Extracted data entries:
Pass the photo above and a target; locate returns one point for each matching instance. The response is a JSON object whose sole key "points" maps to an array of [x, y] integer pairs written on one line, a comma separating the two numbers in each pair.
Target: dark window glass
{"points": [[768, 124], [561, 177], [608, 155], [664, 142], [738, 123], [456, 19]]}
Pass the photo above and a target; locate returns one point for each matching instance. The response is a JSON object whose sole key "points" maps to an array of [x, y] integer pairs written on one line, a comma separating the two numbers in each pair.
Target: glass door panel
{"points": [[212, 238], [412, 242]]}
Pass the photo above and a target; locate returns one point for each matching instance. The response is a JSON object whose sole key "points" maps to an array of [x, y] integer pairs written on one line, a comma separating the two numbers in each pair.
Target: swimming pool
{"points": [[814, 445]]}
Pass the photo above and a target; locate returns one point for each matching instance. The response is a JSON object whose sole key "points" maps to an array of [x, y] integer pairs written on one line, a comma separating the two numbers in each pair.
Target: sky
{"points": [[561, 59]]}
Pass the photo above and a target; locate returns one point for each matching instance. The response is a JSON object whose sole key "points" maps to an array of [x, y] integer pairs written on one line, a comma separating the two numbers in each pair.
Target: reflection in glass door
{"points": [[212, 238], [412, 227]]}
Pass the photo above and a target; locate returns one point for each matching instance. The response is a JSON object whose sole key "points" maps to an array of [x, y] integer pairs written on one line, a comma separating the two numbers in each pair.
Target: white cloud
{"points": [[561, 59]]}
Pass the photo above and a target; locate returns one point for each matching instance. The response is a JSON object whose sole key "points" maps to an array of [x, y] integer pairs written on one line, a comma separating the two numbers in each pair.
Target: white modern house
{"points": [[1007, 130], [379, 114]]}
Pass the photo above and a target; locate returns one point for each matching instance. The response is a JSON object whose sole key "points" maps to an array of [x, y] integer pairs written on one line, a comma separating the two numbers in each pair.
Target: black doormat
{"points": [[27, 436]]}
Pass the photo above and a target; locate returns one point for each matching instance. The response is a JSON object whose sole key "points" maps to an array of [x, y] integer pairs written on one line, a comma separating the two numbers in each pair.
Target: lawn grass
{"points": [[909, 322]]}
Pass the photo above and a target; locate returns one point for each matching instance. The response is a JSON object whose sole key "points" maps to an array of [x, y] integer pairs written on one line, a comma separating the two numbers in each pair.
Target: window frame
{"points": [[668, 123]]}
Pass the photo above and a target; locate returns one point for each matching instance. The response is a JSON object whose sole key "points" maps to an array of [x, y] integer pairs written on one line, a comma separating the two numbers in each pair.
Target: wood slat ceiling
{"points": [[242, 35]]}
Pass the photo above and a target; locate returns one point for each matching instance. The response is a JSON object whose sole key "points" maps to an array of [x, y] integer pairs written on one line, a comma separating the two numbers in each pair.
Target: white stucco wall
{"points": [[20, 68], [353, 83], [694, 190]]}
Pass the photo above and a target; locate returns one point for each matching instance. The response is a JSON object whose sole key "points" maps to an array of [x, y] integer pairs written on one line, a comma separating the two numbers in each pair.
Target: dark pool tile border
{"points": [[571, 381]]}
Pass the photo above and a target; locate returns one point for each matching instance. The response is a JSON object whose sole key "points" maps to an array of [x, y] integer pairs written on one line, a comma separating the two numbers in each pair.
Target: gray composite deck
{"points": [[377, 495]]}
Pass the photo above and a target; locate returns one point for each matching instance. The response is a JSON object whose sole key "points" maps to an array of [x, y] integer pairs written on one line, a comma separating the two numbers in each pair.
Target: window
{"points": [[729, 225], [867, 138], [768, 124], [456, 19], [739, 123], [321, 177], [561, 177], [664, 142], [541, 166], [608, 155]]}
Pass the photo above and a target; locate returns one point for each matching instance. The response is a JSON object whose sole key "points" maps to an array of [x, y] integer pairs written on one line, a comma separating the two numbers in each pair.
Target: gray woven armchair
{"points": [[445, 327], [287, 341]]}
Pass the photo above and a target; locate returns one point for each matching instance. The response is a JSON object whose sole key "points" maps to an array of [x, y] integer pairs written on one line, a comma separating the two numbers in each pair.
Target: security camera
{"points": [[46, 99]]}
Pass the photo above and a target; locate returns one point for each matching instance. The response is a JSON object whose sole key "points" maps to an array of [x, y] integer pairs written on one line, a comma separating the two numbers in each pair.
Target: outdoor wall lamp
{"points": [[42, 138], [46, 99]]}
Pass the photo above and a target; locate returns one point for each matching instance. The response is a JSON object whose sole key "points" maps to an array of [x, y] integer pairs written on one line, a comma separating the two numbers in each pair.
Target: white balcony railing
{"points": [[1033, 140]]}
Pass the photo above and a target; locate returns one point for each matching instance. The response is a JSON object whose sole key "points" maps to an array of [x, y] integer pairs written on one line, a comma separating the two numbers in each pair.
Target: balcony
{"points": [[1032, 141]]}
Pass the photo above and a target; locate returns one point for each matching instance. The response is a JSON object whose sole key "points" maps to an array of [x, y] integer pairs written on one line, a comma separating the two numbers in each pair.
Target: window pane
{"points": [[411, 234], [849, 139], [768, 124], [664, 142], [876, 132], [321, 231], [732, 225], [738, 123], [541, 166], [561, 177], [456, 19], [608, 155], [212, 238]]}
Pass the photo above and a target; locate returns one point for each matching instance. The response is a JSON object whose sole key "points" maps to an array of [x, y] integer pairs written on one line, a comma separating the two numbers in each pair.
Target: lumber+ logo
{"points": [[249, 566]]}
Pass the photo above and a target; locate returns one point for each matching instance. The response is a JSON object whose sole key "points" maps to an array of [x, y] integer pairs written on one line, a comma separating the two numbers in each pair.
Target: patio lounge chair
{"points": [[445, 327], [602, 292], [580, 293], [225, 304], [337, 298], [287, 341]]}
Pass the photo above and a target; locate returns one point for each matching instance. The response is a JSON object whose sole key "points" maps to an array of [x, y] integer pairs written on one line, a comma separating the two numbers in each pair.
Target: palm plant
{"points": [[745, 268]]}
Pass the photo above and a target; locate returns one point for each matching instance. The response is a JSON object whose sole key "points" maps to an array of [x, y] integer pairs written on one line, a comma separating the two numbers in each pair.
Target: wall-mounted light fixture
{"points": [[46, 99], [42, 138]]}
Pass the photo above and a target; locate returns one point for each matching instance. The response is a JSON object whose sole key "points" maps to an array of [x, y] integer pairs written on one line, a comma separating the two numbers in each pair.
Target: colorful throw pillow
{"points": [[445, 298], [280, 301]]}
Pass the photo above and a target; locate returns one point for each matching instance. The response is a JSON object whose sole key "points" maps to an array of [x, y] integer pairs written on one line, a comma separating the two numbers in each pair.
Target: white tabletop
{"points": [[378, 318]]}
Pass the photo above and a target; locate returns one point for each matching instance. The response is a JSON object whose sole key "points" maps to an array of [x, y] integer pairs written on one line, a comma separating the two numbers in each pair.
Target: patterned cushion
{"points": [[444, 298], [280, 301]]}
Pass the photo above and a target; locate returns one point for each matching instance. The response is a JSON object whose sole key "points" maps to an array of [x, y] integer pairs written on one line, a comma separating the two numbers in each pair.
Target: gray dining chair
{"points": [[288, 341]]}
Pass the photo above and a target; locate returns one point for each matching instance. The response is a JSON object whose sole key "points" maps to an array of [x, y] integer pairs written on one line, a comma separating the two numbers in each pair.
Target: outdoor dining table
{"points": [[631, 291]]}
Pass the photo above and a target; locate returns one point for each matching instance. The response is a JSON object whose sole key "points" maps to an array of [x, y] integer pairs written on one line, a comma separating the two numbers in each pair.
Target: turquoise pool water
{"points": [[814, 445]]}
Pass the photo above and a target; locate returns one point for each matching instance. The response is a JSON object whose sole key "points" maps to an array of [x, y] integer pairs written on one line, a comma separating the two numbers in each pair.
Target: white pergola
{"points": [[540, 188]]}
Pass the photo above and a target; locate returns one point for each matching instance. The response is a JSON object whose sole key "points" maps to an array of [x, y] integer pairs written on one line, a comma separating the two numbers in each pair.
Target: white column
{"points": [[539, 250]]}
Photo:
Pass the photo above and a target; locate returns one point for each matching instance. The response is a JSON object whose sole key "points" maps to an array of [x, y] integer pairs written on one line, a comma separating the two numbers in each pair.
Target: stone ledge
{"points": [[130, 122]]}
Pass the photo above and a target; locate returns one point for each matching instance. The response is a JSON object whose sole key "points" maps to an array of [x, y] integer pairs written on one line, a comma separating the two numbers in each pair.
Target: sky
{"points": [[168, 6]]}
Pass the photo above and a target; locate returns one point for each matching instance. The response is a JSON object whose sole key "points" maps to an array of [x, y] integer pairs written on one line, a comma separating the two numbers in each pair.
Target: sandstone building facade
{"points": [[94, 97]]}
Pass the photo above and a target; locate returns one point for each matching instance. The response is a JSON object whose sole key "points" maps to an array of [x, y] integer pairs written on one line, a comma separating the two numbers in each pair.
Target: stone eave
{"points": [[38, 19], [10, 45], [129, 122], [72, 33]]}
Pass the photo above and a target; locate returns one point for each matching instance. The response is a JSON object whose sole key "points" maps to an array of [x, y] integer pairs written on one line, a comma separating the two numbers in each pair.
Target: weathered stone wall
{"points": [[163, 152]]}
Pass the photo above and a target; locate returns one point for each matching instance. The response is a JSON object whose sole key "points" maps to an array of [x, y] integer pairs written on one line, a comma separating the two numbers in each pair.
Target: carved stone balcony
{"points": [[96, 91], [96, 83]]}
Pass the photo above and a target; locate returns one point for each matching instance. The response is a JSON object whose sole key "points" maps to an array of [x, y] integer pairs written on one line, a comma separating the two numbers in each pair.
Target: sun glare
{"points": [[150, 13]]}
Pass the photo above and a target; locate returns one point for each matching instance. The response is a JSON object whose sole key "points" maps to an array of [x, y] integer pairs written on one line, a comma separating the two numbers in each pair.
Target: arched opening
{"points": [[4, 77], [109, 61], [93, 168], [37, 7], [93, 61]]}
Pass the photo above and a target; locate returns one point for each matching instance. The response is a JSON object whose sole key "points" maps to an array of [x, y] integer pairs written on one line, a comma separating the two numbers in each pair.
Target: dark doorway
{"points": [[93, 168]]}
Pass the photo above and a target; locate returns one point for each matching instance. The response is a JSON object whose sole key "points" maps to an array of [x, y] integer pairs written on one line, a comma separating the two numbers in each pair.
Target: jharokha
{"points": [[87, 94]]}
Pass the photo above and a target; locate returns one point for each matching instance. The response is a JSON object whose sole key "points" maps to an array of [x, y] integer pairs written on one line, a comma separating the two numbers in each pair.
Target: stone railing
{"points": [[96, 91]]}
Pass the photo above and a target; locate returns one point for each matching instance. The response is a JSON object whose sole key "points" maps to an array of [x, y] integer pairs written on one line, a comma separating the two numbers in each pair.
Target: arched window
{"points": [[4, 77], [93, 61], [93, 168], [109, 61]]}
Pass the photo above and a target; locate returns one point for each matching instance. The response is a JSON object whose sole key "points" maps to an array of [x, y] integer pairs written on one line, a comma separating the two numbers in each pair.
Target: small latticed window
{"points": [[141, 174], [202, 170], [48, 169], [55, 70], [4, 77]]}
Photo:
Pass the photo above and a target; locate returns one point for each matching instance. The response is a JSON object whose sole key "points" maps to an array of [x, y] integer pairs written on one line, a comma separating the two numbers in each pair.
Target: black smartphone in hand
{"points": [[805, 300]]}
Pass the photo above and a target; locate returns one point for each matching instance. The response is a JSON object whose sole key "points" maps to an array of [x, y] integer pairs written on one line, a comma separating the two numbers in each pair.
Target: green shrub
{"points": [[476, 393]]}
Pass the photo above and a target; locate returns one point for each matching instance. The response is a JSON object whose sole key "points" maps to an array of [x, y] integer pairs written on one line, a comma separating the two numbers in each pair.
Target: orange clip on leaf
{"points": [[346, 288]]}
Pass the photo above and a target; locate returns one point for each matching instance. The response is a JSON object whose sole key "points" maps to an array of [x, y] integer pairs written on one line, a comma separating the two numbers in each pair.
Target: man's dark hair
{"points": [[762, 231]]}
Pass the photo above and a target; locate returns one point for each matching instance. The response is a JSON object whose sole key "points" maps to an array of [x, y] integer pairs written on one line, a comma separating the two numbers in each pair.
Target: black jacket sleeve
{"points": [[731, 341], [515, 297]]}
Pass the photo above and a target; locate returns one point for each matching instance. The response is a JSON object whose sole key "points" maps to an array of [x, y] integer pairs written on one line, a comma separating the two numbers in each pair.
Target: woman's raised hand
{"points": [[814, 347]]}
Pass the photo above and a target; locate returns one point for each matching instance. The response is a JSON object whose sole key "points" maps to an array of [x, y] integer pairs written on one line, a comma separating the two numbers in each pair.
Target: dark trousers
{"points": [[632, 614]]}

Exercise instructions: Please count the lines in the listing above that contain the string "glass", treating uppercase and lowercase as different. Reply with the number alone.

Reply to the exercise: 3